# Deluxe Batman Costume



## Great White (Jan 18, 2006)

I've always wanted to either buy the deluxe Batman costume or rent it. Has anyone on here done either? To buy it's around $300. Just wondering if it's worth it.


----------



## scare-m (Jul 16, 2007)

I rented that one last year for $85.00 for a 3 day weekend. The costume looks really cool when you have it on, but is very very fragile. It is made up of about 10 different pieces that tie on in the back, and is hidden by the cape. The problem is the pieces are simple rubber with holes punched in the corners, to string the ties through. When you move, the strings end up breaking through the rubber and destroying the hole.

When I rented mine many of these holes were already "blown out". It was an easy fix, I just reinforced the broken holes with staples and then placed electrical tape over them and re punched the holes.. Worked like a charm and was much stronger.I didnt have any blow outs the entire evening.

I was worth renting but too easy to ruin to buy as a collectible


----------



## Frighteners Entertainment (Jan 24, 2006)

If you really want one, let me know.


----------



## Revenant (Mar 17, 2007)

Little tip for the holes-in-rubber syndrome: buy a tube of GOOP and fill the hole with it. when it cures, the string will be solidly bedded in rubber and wont tear through easily. I did it for some rubber armor pieces and it worked great.


----------

> Material provided
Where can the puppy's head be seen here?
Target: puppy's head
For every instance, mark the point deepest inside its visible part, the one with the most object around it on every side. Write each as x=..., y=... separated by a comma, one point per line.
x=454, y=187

> Required actions
1. List the usernames of everyone who posted in the Batman costume thread above.
2. Quote the part of the Batman costume thread starting with "## scare-m (Jul" and going on through "the entire evening.".
3. According to the Batman costume thread, how much did scare-m pay to rent the costume, and for how long?

> Per-task outputs
1. Great White, scare-m, Frighteners Entertainment, Revenant

2.
## scare-m (Jul 16, 2007)

I rented that one last year for $85.00 for a 3 day weekend. The costume looks really cool when you have it on, but is very very fragile. It is made up of about 10 different pieces that tie on in the back, and is hidden by the cape. The problem is the pieces are simple rubber with holes punched in the corners, to string the ties through. When you move, the strings end up breaking through the rubber and destroying the hole.

When I rented mine many of these holes were already "blown out". It was an easy fix, I just reinforced the broken holes with staples and then placed electrical tape over them and re punched the holes.. Worked like a charm and was much stronger.I didnt have any blow outs the entire evening.

3. $85.00 for a 3 day weekend.